### [OBJECTIVE]
Please rewrite the listing below, replacing "street light pole" with "utility pole" and leaving everything else unchanged. Omit the pictures from your answer.

### [GIVEN DATA]
========

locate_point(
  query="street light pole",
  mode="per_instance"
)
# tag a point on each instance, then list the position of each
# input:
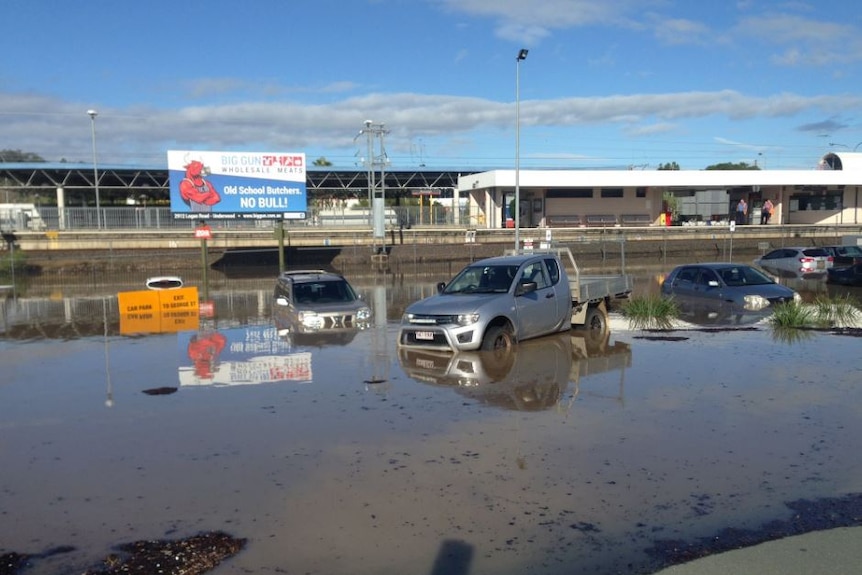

========

### [RESULT BELOW]
locate_point(
  query="utility pole",
  mode="per_instance"
)
# tag a point on each instance, then list the position of each
# input:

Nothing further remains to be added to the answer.